## Extract to read
================================

May 11 IRWA Seminar on Renewable Energy, Eminent Domain Issues

On May 11, Chapter 67 of the IRWA (Orange County) is hosting a half-day seminar focused on the interrelationship between renewable energy, right-of-way acquisitions, and eminent domain.  If tying renewable energy to eminent domain sounds like a bit of a stretch, you apparently haven't been following all the recent news about the struggle to entitle and build renewable energy projects.  Just yesterday, the White House Blog featured a profile on federal energy policies entitled Building a New Foundation for Energy and the Environment

Between the project facility itself and the right of way necessary to connect renewable energy projects to the grid, myriad eminent domain issues arise.  And, fights over energy projects in particular have made news lately in the ongoing battle over eminent domain reform.  Stories about eminent domain issues involving natural gas pipelines and wind farms have gone viral in the past six months -- and this is likely just the tip of the iceberg. 

The panel for May 11 includes a range of practitioners:

  • David Kilpatrick, President of Kilpatrick Energy Group will speak first.  He will talk about our overall energy policy, dependence on foreign oil, and how (if at all) reliance on renewable energy can solve our energy issues.
  • I will speak second about the legal intersection between renewable energy and eminent domain.  I will talk about some of the unique laws that allow utility companies (and, in particular, privately held utility companies) to condemn property for energy projects.  I will also talk about some of the legal issues that arise when trying to value a property both for energy projects themselves and when an energy use may qualify as the highest and best use for property being condemned for some other purpose.

================================

Stored items from a collection

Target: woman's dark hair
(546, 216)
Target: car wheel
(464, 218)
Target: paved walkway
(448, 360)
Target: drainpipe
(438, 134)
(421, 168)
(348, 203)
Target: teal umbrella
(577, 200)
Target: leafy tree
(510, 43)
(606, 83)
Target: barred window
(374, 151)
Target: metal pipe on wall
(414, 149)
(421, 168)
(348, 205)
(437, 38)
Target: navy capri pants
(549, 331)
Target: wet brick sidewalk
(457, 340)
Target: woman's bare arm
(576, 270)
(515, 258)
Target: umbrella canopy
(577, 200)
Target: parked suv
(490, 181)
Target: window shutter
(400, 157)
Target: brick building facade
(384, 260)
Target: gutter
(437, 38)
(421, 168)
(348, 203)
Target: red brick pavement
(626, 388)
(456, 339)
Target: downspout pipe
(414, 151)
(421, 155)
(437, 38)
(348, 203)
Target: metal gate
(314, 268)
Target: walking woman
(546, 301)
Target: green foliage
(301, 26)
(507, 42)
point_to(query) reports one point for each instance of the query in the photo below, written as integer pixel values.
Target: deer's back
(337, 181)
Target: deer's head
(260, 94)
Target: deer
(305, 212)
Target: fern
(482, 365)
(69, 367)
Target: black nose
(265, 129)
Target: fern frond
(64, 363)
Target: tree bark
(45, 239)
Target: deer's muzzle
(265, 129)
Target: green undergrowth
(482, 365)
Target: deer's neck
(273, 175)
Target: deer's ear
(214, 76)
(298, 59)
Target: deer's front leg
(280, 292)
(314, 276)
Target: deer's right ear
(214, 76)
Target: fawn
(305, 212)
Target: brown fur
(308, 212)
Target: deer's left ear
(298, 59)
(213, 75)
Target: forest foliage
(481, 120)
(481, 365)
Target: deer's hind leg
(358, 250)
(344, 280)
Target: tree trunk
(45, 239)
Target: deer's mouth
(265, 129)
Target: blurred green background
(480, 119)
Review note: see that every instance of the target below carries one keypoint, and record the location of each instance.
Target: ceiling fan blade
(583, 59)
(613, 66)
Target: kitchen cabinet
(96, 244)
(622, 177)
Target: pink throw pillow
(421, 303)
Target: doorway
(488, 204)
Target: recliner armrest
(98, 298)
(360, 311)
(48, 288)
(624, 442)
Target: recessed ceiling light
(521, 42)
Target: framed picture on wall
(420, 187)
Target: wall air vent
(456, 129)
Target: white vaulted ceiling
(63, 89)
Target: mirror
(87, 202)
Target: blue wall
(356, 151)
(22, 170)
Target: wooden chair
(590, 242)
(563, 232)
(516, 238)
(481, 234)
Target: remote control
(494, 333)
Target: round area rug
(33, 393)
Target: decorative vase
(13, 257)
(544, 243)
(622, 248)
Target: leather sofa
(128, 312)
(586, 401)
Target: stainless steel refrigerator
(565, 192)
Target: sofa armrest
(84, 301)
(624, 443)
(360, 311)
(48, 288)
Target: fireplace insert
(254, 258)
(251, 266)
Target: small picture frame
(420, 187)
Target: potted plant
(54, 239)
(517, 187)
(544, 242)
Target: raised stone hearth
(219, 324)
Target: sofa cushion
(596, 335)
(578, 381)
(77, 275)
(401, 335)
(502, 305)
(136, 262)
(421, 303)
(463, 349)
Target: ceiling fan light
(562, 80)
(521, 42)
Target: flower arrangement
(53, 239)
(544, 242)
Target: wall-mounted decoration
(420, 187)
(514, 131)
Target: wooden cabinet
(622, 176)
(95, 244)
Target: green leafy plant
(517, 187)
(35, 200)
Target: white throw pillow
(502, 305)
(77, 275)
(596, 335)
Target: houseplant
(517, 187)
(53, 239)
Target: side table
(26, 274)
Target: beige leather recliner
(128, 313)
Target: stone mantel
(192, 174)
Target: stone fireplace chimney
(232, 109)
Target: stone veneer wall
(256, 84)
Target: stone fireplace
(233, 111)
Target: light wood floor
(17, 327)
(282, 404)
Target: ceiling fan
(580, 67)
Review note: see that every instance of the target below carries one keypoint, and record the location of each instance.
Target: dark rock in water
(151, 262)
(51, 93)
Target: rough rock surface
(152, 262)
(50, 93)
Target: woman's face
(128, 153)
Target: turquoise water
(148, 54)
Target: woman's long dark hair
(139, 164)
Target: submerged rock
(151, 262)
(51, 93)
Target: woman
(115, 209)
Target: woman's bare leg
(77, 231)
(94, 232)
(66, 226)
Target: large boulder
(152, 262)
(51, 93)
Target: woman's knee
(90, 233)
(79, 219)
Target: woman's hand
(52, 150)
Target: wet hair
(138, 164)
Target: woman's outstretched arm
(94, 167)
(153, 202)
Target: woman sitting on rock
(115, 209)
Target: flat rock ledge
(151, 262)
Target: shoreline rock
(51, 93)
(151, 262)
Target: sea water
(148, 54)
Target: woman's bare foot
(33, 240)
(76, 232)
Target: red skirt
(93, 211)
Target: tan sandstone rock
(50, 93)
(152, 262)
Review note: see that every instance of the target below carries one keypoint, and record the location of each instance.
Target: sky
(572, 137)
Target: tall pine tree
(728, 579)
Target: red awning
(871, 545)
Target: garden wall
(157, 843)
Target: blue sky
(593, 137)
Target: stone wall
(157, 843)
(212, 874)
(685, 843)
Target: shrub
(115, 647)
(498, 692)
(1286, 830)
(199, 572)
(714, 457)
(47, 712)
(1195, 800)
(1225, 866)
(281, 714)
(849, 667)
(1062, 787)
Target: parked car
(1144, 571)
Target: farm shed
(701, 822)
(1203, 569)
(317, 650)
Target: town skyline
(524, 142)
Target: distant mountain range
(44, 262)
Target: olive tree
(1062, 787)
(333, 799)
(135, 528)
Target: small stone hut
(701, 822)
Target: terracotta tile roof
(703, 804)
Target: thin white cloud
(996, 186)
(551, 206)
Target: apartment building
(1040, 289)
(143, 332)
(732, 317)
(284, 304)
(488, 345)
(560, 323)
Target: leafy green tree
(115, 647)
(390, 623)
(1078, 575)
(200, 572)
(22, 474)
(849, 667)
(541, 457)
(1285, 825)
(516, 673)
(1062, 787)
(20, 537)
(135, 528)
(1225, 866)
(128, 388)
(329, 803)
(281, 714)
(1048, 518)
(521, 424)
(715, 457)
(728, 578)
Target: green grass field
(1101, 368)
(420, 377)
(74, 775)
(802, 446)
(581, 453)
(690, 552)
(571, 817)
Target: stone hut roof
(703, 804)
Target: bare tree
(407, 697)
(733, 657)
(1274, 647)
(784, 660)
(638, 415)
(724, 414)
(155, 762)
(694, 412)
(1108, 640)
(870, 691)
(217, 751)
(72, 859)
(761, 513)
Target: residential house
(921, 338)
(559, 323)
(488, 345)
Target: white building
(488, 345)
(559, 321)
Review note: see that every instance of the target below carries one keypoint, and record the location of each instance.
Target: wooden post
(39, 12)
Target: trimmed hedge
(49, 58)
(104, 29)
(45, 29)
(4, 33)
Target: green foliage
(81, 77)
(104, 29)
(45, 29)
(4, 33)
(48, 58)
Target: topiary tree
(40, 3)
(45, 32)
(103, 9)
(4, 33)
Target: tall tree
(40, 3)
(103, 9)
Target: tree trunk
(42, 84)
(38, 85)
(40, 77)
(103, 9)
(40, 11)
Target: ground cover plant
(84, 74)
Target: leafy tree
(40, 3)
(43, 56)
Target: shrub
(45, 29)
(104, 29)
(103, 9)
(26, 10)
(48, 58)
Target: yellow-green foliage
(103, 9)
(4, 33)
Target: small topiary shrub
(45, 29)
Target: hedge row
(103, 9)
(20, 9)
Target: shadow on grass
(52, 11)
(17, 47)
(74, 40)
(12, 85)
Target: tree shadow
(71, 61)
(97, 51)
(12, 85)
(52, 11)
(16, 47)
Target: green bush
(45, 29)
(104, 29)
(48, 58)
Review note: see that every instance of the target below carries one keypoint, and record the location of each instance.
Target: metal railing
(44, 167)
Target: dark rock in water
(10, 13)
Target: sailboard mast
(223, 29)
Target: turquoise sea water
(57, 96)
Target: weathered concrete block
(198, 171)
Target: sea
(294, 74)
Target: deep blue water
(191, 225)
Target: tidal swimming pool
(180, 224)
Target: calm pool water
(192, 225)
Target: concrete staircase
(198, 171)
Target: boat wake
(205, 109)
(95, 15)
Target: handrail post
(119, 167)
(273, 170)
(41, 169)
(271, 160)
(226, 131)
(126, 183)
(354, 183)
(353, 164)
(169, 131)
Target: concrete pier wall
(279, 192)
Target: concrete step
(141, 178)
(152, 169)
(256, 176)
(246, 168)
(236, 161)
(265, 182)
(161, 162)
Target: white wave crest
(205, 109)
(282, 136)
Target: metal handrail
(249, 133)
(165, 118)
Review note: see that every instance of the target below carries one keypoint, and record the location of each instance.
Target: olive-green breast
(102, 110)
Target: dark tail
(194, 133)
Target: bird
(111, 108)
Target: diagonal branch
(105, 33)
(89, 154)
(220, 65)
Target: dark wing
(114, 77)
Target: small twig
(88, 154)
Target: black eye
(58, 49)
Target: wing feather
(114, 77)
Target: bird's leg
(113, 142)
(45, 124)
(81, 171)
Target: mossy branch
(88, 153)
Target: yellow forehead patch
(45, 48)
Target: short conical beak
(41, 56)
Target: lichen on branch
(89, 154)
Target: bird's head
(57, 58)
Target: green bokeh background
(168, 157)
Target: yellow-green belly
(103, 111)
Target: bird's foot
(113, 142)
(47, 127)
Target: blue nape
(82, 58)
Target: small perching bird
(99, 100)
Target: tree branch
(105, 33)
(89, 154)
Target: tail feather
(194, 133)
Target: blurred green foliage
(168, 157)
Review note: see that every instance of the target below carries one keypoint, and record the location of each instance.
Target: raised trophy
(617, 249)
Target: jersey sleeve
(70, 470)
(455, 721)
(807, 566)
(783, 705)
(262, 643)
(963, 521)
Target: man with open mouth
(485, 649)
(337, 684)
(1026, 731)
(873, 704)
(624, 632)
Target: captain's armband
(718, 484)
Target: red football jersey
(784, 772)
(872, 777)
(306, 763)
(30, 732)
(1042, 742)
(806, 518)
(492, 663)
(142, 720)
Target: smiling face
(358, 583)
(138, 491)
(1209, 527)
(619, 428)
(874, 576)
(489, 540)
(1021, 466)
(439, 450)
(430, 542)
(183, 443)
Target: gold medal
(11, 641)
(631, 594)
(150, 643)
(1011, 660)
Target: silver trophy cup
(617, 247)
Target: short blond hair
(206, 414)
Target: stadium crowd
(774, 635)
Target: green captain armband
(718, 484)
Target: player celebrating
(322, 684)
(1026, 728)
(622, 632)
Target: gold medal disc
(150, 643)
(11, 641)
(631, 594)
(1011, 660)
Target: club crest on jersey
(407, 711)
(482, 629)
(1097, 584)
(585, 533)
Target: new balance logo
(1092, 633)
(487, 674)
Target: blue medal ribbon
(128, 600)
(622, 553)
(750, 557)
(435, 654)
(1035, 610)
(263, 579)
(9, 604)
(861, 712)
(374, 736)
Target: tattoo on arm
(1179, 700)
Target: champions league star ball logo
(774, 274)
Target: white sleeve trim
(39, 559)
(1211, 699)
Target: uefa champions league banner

================================

## Description of the task
In the seminar announcement, who will speak first on the May 11 panel?

## Solution
David Kilpatrick, President of Kilpatrick Energy Group.